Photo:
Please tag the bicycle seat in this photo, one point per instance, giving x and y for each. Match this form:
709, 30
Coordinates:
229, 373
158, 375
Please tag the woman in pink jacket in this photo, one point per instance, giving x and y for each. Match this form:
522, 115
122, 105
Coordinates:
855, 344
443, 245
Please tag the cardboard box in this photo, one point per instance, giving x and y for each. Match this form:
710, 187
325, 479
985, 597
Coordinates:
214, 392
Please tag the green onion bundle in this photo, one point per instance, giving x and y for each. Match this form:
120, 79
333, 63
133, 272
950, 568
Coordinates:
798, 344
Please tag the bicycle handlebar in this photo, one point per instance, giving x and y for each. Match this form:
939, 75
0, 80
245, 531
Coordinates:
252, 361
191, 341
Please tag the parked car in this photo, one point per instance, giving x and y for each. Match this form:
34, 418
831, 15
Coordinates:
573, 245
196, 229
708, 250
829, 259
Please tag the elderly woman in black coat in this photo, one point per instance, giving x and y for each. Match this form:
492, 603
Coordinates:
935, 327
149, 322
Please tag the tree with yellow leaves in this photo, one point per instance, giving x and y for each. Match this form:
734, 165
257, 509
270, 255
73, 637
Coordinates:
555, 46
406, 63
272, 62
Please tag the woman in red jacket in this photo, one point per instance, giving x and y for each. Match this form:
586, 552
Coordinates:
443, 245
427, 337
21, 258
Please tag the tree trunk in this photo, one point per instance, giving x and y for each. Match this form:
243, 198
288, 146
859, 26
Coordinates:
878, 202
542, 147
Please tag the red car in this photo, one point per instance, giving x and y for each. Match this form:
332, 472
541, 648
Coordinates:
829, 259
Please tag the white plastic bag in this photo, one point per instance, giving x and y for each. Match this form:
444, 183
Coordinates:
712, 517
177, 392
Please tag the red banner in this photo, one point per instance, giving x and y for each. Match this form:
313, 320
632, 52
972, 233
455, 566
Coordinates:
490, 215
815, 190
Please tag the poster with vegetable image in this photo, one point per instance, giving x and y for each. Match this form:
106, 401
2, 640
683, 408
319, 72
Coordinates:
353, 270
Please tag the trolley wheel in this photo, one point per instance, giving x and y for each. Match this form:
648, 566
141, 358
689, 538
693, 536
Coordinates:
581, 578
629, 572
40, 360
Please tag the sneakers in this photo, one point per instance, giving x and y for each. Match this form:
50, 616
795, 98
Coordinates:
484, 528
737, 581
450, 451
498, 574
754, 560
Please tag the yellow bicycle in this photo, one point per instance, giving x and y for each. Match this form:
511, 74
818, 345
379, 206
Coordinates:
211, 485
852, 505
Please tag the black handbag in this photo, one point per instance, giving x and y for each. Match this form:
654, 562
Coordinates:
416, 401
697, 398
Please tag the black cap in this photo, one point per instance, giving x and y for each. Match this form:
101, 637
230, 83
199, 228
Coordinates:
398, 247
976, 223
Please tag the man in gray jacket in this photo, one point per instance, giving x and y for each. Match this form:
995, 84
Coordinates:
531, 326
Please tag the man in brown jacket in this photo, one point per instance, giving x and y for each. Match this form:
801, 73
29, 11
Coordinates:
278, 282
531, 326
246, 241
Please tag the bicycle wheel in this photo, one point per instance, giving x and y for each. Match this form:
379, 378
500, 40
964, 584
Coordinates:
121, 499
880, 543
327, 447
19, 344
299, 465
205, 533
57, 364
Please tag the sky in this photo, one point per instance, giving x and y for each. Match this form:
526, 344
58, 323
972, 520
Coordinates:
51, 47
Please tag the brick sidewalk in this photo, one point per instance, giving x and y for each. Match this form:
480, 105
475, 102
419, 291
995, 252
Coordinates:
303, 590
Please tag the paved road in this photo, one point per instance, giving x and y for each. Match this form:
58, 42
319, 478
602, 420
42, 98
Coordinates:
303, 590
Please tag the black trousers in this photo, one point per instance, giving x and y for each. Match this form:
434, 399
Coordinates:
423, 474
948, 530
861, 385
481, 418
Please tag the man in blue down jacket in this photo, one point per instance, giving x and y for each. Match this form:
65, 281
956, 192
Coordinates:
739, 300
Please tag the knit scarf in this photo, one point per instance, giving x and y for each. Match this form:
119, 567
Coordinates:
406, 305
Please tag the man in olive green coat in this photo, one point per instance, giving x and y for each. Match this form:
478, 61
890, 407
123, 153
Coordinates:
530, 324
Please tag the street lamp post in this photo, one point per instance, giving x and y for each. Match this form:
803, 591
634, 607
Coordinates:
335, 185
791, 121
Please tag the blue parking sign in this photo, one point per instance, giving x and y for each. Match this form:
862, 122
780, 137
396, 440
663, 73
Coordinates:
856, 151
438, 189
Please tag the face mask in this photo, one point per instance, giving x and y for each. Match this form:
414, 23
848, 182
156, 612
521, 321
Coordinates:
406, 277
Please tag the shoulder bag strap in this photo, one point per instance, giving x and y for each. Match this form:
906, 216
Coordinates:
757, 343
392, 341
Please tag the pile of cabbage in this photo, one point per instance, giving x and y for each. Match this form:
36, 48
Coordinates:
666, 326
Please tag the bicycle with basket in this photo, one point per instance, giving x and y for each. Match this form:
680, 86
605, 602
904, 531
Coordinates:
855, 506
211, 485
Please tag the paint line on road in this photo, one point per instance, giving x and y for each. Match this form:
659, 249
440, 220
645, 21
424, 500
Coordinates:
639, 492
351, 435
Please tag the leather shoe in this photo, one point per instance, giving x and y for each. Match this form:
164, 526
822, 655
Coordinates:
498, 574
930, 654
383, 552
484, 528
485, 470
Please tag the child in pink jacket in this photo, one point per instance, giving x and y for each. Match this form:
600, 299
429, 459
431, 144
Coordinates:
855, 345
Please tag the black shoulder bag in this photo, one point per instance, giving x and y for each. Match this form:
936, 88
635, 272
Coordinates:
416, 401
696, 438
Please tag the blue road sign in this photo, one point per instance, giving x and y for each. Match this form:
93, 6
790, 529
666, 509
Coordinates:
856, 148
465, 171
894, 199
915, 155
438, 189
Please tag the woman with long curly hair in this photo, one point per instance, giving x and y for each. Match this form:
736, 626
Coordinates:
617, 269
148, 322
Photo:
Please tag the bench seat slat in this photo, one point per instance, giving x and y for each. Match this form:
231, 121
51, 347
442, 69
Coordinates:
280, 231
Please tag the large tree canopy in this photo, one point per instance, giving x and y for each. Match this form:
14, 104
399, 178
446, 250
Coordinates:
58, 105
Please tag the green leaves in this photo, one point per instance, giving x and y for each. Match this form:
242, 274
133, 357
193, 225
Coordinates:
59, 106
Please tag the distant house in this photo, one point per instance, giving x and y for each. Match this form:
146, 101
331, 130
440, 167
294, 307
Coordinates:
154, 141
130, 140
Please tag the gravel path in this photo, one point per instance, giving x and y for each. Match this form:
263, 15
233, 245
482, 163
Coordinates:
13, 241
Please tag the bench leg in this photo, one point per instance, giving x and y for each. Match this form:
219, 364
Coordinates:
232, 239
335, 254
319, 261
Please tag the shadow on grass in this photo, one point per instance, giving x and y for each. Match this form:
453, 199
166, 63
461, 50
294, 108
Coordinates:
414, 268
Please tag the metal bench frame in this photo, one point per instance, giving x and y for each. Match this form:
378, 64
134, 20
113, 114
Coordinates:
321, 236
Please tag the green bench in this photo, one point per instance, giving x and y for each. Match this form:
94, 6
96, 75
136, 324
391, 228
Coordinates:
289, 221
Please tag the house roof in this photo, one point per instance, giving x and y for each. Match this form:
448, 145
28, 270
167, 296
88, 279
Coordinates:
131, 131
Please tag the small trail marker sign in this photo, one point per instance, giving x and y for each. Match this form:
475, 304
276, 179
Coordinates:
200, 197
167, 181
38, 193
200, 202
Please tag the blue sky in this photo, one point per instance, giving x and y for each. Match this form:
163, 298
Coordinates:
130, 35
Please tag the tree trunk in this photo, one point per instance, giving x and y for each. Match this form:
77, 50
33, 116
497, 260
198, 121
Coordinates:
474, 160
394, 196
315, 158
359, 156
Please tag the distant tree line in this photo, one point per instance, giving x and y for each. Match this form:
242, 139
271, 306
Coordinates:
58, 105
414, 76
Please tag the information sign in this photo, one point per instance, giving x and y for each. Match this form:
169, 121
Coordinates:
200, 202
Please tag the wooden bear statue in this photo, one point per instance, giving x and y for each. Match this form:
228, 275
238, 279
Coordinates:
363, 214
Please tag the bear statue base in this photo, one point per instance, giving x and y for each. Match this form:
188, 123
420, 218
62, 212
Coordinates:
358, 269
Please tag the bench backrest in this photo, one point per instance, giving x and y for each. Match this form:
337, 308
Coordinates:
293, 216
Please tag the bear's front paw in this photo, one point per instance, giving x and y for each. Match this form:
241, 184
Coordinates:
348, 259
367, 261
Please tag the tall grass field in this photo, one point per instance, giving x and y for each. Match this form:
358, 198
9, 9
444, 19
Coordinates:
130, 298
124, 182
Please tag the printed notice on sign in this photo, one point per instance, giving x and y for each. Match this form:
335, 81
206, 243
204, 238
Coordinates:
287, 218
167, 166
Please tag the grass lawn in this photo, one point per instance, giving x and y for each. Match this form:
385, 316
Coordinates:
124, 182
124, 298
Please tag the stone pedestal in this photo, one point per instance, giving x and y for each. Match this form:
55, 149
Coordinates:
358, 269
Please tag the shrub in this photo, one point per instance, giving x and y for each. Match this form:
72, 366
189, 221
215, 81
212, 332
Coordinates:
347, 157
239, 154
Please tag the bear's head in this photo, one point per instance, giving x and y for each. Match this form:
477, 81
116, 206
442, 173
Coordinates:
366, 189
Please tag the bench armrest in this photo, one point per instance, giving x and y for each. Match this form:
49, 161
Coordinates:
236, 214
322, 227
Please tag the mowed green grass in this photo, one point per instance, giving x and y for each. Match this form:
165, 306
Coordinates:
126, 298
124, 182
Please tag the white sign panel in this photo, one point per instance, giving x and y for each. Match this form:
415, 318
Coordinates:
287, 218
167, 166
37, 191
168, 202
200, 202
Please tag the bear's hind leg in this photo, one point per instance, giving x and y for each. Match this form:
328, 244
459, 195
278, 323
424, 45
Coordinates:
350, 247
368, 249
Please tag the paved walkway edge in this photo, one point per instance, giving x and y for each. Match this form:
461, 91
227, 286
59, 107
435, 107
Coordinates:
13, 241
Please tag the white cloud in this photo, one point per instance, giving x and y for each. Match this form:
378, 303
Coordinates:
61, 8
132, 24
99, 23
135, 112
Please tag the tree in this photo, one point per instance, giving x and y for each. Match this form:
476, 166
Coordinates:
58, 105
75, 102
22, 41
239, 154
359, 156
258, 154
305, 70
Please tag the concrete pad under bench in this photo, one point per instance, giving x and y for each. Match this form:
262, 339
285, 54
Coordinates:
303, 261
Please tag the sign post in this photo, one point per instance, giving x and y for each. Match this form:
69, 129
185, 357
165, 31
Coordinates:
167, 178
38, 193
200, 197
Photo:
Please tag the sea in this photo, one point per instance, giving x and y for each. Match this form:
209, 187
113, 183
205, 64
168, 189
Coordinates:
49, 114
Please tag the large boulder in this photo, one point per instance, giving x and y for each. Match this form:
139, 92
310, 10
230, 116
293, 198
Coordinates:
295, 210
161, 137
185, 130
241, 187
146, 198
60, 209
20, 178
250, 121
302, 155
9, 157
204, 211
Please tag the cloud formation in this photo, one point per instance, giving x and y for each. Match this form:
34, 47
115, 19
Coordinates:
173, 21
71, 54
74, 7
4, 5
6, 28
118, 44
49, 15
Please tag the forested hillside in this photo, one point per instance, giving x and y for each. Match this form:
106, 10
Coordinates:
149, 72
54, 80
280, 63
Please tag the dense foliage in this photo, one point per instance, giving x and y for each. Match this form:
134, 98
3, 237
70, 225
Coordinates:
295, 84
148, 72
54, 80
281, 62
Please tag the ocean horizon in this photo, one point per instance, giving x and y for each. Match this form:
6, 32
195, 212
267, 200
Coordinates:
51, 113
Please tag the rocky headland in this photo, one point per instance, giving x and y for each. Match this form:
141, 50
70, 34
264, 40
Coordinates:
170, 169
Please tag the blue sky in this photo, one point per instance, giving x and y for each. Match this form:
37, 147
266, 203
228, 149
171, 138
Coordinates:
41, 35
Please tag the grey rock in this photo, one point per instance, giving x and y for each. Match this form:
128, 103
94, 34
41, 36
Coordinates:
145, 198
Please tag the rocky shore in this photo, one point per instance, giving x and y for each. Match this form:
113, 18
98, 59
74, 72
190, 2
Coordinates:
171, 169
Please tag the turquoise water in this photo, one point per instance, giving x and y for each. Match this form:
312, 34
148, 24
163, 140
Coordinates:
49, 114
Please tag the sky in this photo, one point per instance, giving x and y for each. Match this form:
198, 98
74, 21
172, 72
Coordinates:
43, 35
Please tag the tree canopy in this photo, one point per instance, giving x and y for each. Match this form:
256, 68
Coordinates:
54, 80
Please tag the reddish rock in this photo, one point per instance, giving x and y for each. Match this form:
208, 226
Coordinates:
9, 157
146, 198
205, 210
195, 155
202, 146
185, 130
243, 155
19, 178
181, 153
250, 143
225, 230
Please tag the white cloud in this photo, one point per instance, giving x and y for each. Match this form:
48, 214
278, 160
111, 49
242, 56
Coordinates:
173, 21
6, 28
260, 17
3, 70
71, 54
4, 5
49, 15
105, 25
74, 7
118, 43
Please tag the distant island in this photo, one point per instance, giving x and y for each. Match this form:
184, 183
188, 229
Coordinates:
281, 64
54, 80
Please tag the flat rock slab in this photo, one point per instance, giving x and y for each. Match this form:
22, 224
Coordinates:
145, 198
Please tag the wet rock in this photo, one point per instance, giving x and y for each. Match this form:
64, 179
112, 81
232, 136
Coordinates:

* Exercise instructions:
Please retype, exactly as written, every line from the line containing "Please tag the tree canopy" through the last line of the records above, including both of those lines, and nothing else.

* Solved problem:
Please tag the tree canopy in this photo, one point per instance, giving x and y for each. Match this form:
256, 68
Coordinates:
54, 80
Please tag the reddish rock in this photo, one point per instance, giving x and y for each. Match this form:
208, 226
Coordinates:
9, 157
146, 198
205, 210
195, 155
202, 146
185, 130
243, 155
19, 178
181, 153
250, 143
225, 230
Please tag the white cloud in this photo, one point per instance, giving x and y for each. Match this form:
48, 214
278, 160
111, 49
242, 56
Coordinates:
173, 21
6, 28
260, 17
3, 70
71, 54
4, 5
49, 15
105, 25
74, 7
118, 43
Please tag the distant island in this photo, one point per instance, giving x and y for each. Match this form:
184, 183
188, 229
Coordinates:
281, 64
54, 80
Please tag the flat rock slab in this photo, one point per instance, giving x and y for each. Match this form:
22, 224
Coordinates:
145, 198
Please tag the wet rock in this photo, one point per instance, giving x and y for each. Match this form:
64, 179
112, 81
232, 136
Coordinates:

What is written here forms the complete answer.